Извлечённый текст:
Синтез целого
Шрифт:
Но вскоре Слепцов неожиданно прозревает (ср. оксюморон: «Слепцов открыл глаза»), и к нему возвращается потерянное ощущение «счастья жизни». Но это происходит не сразу, а постепенно, по мере того как внутри длинного серединного абзаца «медленно и чудесно» раскрываются крылья бабочки, оживающей в тепле:
«Тикали часы. На синем стекле окна теснились узоры мороза. Открытая тетрадь сияла на столе, рядом сквозила светом кисея сачка, блестел жестяной угол коробки. Слепцов зажмурился, и на мгновение ему показалось, что до конца понятна, до конца обнажена земная жизнь — горестная до ужаса, унизительно бесцельная, бесплодная, лишенная чудес…
И в то же мгновение щелкнуло что-то тонкий звук — как будто лопнула натянутая резина. Слепцов открыл глаза и увидел: в бисквитной коробке торчит порванный кокон, а по стене, над столом, быстро ползет вверх черное сморщенное существо величиной с мышь. Оно
И тогда простертые крылья, загнутые на концах, темно-бархатные, с четырьмя слюдяными оконцами, вздохнули в порыве нежного, восхитительного, почти человеческого счастья» [1, 324–325].

Условие задачи A:
Ответьте по тексту о прозрении Слепцова:
(i) Какое ощущение возвращается к Слепцову?
(ii) Что сияло на столе?
(iii) Сколько слюдяных оконец на крыльях?

Извлечённые строки:

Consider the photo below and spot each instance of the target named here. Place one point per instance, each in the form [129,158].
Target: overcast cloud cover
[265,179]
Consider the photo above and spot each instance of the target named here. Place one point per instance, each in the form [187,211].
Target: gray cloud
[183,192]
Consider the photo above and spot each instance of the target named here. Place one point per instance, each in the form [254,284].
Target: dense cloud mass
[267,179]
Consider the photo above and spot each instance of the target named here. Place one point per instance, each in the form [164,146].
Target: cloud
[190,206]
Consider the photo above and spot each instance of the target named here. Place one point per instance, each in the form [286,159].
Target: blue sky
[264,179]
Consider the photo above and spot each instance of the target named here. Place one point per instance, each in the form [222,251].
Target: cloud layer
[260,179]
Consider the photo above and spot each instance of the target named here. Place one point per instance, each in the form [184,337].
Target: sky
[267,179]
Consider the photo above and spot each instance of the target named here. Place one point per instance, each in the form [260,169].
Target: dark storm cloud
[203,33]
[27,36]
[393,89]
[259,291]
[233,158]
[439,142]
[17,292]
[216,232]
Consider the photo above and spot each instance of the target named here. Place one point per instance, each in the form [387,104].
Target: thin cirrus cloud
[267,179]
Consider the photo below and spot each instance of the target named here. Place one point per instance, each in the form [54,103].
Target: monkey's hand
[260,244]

--

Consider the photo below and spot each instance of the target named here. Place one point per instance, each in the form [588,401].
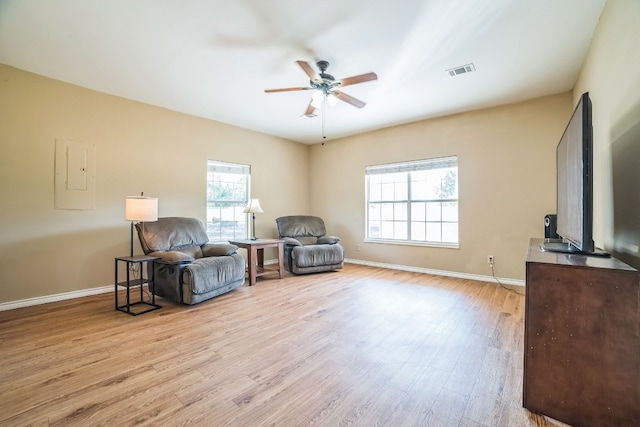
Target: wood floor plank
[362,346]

Условие задачи B: Извлеките из приведённых выше строк все строки, в которых встречается строка «below». Регистр букв учитывается.

Итоговый ответ A:
(i) Потерянное ощущение «счастья жизни».
(ii) Открытая тетрадь.
(iii) Четыре.

Итоговый ответ B:
Consider the photo below and spot each instance of the target named here. Place one point per instance, each in the form [129,158].
Consider the photo below and spot each instance of the target named here. Place one point per instance, each in the form [54,103].
Consider the photo below and spot each instance of the target named here. Place one point per instance, each in the form [588,401].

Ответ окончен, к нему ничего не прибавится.